MATERIAL FOR THE TASK START
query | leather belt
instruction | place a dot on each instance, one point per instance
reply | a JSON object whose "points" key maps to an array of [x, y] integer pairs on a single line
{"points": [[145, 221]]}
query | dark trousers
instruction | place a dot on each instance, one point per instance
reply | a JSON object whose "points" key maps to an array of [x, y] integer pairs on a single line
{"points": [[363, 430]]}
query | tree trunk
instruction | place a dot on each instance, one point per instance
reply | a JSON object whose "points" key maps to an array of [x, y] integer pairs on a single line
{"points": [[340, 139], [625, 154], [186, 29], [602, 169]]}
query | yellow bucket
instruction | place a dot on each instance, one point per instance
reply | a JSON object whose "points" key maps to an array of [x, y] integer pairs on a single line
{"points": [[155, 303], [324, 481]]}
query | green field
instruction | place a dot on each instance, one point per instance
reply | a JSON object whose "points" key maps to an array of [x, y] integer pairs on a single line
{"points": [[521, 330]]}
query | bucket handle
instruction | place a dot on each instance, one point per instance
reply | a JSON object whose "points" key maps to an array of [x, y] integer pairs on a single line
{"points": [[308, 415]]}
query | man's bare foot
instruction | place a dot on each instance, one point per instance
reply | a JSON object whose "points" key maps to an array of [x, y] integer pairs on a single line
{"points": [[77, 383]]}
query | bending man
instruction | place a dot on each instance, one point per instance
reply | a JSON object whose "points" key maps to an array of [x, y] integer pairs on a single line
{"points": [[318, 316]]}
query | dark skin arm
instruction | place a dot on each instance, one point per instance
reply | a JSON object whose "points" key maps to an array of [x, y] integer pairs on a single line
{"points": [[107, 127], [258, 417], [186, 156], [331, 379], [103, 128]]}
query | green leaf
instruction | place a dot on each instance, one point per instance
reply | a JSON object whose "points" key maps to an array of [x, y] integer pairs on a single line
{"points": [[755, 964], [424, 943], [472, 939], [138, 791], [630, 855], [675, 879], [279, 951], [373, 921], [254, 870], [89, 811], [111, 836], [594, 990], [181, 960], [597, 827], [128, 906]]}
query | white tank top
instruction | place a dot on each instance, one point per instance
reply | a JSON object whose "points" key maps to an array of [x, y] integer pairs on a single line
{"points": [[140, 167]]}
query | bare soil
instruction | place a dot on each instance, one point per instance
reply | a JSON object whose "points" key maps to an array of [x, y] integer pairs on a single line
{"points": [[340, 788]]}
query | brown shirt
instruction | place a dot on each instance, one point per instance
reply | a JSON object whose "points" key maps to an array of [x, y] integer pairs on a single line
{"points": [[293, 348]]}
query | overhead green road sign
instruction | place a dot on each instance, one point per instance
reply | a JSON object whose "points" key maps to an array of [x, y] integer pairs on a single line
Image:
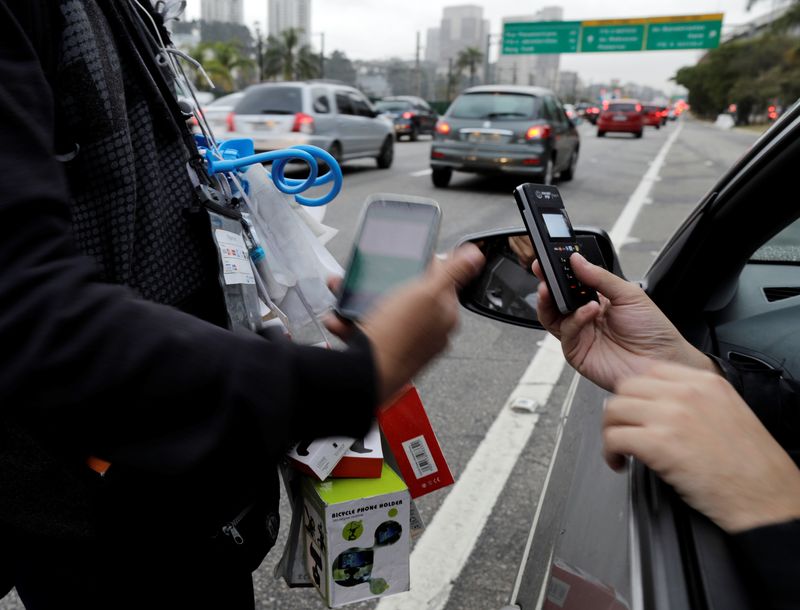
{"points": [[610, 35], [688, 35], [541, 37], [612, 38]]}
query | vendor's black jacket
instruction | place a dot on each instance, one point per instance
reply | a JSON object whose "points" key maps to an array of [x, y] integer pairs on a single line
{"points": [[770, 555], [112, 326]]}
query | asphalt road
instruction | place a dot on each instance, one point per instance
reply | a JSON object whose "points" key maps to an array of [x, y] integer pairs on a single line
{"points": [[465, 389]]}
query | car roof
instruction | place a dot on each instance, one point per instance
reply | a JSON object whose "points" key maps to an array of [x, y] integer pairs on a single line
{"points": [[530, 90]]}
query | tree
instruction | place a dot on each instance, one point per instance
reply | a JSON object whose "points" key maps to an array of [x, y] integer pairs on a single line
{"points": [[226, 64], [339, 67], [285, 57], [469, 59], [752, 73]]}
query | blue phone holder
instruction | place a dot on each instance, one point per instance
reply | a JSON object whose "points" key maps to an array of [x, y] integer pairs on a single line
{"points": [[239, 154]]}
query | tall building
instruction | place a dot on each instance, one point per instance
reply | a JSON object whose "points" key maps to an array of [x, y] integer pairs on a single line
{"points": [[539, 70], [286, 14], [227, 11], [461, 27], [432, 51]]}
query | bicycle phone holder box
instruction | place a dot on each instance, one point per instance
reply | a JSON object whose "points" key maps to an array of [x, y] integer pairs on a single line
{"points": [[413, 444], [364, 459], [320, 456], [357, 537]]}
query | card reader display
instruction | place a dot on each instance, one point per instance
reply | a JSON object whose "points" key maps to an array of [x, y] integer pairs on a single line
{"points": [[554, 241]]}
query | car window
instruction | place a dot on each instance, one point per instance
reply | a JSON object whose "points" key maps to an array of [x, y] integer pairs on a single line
MATERIAL FOR THE TASK END
--- AIM OF THE EXERCISE ---
Copy every line in the data above that has the string "bucket" in it.

--- TASK SOLUTION ---
query | yellow bucket
query | bucket handle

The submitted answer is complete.